Exercise goal:
Return the records below from the line containing "Annotation task: tag one point per instance of the tree bark" onward, exactly, through and including the last line.

Extracted data entries
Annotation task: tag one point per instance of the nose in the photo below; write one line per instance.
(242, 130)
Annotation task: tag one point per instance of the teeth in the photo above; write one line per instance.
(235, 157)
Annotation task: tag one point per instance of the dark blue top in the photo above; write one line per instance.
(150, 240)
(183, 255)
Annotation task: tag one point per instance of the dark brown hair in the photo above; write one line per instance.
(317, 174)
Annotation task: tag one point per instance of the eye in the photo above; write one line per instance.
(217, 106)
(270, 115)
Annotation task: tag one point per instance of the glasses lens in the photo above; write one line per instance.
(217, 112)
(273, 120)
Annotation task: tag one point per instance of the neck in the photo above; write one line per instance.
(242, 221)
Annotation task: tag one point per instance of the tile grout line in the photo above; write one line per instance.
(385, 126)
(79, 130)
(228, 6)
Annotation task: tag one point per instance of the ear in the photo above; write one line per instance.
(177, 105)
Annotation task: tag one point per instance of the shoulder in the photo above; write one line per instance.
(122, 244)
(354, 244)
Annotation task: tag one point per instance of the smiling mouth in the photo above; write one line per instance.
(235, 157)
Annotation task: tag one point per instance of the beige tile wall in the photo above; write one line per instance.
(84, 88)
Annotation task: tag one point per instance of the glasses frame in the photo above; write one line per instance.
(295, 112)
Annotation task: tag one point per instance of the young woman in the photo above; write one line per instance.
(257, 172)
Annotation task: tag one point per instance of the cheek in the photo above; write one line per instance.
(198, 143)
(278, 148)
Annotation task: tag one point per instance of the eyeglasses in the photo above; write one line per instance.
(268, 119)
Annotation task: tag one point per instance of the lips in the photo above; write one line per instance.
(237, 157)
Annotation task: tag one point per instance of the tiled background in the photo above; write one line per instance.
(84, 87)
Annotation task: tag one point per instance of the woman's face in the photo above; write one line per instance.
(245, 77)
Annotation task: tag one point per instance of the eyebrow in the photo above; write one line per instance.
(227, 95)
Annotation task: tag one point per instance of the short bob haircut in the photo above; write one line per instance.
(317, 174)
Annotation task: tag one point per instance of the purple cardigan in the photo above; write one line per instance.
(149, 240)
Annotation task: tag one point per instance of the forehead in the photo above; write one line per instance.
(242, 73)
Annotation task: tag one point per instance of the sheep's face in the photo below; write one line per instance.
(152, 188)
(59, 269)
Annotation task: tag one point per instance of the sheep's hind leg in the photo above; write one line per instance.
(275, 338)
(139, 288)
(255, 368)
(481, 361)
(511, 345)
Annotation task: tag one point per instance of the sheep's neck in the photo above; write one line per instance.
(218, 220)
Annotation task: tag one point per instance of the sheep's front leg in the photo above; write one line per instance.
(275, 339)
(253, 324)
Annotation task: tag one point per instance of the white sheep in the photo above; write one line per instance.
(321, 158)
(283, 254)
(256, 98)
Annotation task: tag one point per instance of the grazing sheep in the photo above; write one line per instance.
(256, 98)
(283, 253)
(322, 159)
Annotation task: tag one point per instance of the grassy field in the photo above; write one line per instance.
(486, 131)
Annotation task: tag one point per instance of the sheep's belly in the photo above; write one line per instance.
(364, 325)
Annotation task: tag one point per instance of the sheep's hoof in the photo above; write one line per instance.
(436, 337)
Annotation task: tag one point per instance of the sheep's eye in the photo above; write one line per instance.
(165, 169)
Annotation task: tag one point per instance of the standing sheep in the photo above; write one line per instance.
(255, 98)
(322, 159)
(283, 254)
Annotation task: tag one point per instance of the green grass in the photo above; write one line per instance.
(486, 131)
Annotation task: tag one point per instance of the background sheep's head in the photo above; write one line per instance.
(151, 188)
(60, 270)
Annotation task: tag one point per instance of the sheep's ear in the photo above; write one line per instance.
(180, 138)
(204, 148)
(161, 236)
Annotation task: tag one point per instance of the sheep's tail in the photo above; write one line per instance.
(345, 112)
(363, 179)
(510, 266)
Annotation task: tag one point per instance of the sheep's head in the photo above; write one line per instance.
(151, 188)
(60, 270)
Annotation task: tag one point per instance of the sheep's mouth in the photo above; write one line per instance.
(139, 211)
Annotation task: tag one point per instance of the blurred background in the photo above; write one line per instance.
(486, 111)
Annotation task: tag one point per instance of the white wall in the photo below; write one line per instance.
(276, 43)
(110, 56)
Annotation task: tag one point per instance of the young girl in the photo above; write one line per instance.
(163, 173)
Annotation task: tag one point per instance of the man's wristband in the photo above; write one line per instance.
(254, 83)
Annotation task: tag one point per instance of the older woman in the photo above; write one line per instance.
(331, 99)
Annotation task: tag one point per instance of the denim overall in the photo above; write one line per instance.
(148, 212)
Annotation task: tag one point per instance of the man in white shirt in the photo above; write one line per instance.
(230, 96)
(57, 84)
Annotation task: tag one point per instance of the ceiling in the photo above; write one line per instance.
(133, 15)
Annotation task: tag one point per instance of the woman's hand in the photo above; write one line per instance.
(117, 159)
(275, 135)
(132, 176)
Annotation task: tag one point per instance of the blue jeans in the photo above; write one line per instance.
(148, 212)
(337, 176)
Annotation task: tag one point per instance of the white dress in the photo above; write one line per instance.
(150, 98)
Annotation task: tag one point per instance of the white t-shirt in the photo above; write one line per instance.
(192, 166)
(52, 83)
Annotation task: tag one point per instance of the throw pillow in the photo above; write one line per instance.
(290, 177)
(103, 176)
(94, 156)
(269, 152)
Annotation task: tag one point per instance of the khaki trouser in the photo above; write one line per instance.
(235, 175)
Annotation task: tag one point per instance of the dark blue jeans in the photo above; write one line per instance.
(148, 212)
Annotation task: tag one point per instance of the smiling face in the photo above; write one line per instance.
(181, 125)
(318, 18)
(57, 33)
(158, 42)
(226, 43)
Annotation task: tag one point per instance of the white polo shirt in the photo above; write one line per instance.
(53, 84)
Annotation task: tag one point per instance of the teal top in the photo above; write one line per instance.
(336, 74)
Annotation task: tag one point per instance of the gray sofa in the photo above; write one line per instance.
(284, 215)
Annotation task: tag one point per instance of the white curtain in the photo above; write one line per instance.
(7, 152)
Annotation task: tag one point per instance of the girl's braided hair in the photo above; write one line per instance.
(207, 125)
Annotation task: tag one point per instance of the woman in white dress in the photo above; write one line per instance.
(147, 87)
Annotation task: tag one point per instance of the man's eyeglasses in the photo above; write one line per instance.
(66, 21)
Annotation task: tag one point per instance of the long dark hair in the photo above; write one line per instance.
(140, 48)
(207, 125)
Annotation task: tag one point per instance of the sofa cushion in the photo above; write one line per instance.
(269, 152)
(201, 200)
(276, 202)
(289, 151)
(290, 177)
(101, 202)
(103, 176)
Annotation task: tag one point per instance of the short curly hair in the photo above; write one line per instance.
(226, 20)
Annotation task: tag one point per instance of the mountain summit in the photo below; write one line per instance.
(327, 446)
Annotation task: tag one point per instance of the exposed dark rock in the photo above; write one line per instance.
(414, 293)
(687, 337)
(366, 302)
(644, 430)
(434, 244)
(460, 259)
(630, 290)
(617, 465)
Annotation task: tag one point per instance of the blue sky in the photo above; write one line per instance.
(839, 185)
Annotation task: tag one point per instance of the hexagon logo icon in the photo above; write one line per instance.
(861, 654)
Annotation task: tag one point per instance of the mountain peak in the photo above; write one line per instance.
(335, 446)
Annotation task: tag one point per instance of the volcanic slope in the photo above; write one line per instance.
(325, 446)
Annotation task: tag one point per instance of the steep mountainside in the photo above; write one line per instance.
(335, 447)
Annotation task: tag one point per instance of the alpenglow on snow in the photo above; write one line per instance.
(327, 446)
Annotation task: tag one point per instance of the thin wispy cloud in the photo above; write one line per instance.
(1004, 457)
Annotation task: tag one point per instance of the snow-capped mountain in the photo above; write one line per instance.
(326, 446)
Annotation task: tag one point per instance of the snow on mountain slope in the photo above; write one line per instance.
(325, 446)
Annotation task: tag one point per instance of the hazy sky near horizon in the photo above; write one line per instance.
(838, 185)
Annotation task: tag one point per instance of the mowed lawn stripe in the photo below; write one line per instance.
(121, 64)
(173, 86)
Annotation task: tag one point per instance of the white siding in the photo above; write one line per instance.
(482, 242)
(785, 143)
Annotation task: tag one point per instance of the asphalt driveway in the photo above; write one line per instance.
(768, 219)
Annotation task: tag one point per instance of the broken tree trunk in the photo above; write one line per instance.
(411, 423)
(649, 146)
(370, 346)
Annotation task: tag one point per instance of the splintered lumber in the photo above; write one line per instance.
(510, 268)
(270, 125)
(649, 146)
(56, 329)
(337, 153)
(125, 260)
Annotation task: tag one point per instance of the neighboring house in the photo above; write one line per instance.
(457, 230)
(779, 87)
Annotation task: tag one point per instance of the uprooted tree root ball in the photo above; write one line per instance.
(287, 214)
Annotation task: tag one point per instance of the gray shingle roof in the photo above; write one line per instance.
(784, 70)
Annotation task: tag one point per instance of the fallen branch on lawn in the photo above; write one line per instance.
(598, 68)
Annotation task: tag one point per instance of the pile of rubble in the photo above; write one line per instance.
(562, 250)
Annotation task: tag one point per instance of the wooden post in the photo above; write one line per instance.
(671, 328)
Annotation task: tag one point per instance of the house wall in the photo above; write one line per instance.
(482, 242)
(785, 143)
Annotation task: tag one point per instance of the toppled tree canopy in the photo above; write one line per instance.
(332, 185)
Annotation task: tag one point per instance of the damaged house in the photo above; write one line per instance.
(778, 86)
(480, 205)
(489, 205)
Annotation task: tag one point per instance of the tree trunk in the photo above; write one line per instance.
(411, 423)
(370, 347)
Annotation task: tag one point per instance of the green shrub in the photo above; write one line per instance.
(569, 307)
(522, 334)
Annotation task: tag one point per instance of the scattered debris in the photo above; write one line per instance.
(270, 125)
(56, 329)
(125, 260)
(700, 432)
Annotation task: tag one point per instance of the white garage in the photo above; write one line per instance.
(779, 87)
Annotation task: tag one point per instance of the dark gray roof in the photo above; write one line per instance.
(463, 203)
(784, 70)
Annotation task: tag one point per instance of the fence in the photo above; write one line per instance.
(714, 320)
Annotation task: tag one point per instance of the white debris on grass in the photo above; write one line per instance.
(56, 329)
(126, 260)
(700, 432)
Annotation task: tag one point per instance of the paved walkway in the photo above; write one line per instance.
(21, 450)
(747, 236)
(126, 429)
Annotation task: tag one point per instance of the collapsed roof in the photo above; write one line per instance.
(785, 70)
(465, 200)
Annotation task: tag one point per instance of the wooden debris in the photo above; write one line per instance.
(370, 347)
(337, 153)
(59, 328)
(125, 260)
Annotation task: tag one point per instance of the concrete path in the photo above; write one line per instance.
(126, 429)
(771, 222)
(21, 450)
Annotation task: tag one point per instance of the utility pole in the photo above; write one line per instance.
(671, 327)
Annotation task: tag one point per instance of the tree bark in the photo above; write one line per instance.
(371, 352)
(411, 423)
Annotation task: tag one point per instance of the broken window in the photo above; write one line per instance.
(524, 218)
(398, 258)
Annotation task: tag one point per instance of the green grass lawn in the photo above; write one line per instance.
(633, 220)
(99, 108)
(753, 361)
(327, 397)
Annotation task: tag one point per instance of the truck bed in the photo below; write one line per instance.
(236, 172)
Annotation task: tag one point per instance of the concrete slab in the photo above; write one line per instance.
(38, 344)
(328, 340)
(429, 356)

Reply:
Annotation task: tag one point per instance of the tree bark in the photo above; write one line per instance.
(371, 352)
(411, 423)
Annotation task: tag one point per instance of the broken window in the photo above; write one line per instance.
(524, 218)
(398, 258)
Annotation task: tag one point per instance of the green grass lawn in the photo above; write one line per instance.
(633, 220)
(99, 108)
(753, 361)
(327, 397)
Annotation task: tag one point per instance of the truck bed in the photo below; write one line per instance.
(236, 172)
Annotation task: tag one point per instance of the concrete slab in the photo above; write one line per instance.
(38, 344)
(328, 340)
(429, 356)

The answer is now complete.